◆ SOURCE MATERIAL:

## BEGIN

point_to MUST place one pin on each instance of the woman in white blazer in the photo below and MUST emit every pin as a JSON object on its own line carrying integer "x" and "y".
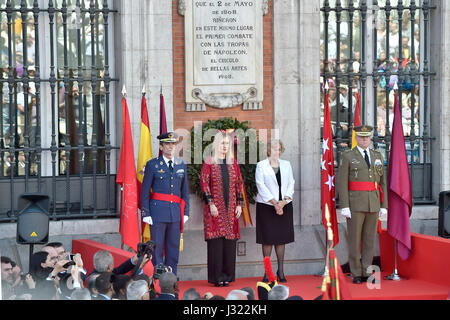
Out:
{"x": 274, "y": 211}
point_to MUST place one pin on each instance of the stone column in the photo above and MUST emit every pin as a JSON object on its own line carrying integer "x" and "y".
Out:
{"x": 440, "y": 95}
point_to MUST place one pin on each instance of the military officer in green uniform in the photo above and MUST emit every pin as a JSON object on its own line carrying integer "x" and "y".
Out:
{"x": 361, "y": 188}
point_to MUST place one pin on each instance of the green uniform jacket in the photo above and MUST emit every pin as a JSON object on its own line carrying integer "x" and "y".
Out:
{"x": 353, "y": 167}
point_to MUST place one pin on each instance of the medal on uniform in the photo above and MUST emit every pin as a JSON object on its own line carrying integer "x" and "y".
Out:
{"x": 379, "y": 167}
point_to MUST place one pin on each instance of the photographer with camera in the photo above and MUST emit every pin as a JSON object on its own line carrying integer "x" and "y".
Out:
{"x": 104, "y": 262}
{"x": 44, "y": 272}
{"x": 168, "y": 282}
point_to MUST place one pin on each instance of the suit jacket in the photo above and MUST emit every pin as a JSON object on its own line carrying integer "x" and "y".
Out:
{"x": 353, "y": 167}
{"x": 267, "y": 184}
{"x": 158, "y": 177}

## END

◆ DIRECTIONS:
Rewrite every line of the material above, requests included, multiplying each x and y pin coordinate in the answers by 2.1 and rounding to the nearest whole number, with halves rounded up. Leave out the picture line.

◆ CORRECT RESULT:
point_to MUST place one pin on each instance of the woman in white blazer in the photo below and MUST emit every pin as a JSON object on its own line carrying integer "x" and "y".
Out:
{"x": 575, "y": 443}
point_to MUST place one pin on each instance of the stone column in the photo above and MUST emit every pin as a JSON object on its own line carrying integer "x" and "y".
Out:
{"x": 924, "y": 200}
point_to MUST place one pin on each instance of the military officer in green uniform in the photo above and MUST emit every pin as a JSON object on its own line carrying integer "x" and "y".
Out:
{"x": 758, "y": 395}
point_to MUST place one pin on each instance of the green uniform jacket in the photo above and MUST emit every pin as a JSON object on its own line carrying integer "x" and "y".
Out:
{"x": 741, "y": 351}
point_to MUST place one pin on each instance of the medal on uniform in the photo above and MUST emit every pin as a JSON object on its own line carrying integer "x" and "y".
Out:
{"x": 796, "y": 351}
point_to MUST place one pin on each instance of the photographer with camera in the photo above and MUST emit every pin as a JSON object on its own line carrying integer "x" and "y".
Out:
{"x": 218, "y": 550}
{"x": 92, "y": 571}
{"x": 353, "y": 592}
point_to MUST place one pin on each instance of the suit jacket in the photo above and MUST emit every pin as a JSON object on its own line carrying integer "x" and "y".
Out:
{"x": 741, "y": 351}
{"x": 561, "y": 386}
{"x": 332, "y": 372}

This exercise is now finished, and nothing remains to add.